### PROMPT
Provide an exact transcription of all the records.

[Stored items]
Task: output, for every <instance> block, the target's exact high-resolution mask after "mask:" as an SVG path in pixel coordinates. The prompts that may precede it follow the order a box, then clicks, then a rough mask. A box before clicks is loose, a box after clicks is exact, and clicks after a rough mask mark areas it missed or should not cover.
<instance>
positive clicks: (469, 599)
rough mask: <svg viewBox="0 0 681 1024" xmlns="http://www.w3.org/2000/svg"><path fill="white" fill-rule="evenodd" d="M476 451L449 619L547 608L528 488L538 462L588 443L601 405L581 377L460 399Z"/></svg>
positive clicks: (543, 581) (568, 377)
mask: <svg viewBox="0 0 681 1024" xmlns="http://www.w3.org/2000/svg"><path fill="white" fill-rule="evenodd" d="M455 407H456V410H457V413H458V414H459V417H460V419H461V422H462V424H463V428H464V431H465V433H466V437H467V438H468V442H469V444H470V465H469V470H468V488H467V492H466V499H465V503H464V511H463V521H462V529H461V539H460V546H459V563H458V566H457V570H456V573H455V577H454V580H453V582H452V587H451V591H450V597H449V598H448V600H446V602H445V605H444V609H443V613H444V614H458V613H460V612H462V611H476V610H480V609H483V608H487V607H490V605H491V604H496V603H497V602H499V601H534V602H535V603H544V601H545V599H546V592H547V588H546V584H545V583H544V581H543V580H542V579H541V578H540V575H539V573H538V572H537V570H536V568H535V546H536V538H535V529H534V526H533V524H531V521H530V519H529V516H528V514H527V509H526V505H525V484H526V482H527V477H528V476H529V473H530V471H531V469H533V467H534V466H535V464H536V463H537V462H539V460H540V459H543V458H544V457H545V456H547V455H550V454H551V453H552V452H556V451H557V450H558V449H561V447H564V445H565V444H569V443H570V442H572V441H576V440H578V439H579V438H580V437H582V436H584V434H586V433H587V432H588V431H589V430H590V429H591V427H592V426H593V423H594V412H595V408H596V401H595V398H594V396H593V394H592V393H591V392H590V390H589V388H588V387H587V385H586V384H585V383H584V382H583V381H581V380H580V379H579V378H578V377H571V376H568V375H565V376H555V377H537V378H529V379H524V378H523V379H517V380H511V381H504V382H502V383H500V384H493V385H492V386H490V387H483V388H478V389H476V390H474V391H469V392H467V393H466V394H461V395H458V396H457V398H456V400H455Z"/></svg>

### TASK SOLUTION
Task: output, for every <instance> block, the target's exact high-resolution mask after "mask:" as an SVG path in pixel coordinates. The prompts that may precede it follow the order a box, then clicks, then a rough mask. A box before clicks is loose, a box after clicks is exact, and clicks after a rough mask mark areas it missed or should not cover.
<instance>
positive clicks: (469, 599)
rough mask: <svg viewBox="0 0 681 1024" xmlns="http://www.w3.org/2000/svg"><path fill="white" fill-rule="evenodd" d="M476 451L449 619L547 608L528 488L538 462L588 443L601 405L581 377L460 399Z"/></svg>
positive clicks: (543, 581) (568, 377)
mask: <svg viewBox="0 0 681 1024" xmlns="http://www.w3.org/2000/svg"><path fill="white" fill-rule="evenodd" d="M455 407H456V410H457V413H458V414H459V417H460V419H461V422H462V424H463V428H464V431H465V433H466V437H467V438H468V442H469V444H470V465H469V470H468V488H467V492H466V499H465V503H464V511H463V521H462V529H461V539H460V546H459V563H458V566H457V570H456V573H455V577H454V580H453V582H452V587H451V591H450V597H449V598H448V600H446V602H445V605H444V609H443V613H444V614H458V613H460V612H462V611H476V610H480V609H483V608H487V607H490V605H491V604H496V603H497V602H499V601H534V602H535V603H544V601H545V599H546V592H547V588H546V584H545V583H544V581H543V580H542V579H541V578H540V575H539V573H538V572H537V570H536V568H535V546H536V538H535V529H534V526H533V524H531V521H530V519H529V516H528V514H527V509H526V505H525V484H526V482H527V477H528V476H529V473H530V471H531V469H533V467H534V466H535V464H536V463H537V462H539V460H540V459H543V458H544V457H545V456H547V455H550V454H551V453H552V452H556V451H557V450H558V449H561V447H564V445H565V444H569V443H570V442H572V441H576V440H578V439H579V438H580V437H582V436H584V434H586V433H587V432H588V431H589V430H590V429H591V427H592V426H593V423H594V412H595V408H596V401H595V398H594V396H593V394H592V393H591V392H590V390H589V388H588V387H587V385H586V384H585V383H584V382H583V381H581V380H580V379H579V378H578V377H571V376H568V375H565V376H555V377H537V378H529V379H524V378H523V379H517V380H511V381H504V382H502V383H500V384H493V385H492V386H490V387H483V388H478V389H476V390H474V391H469V392H467V393H466V394H461V395H458V396H457V398H456V400H455Z"/></svg>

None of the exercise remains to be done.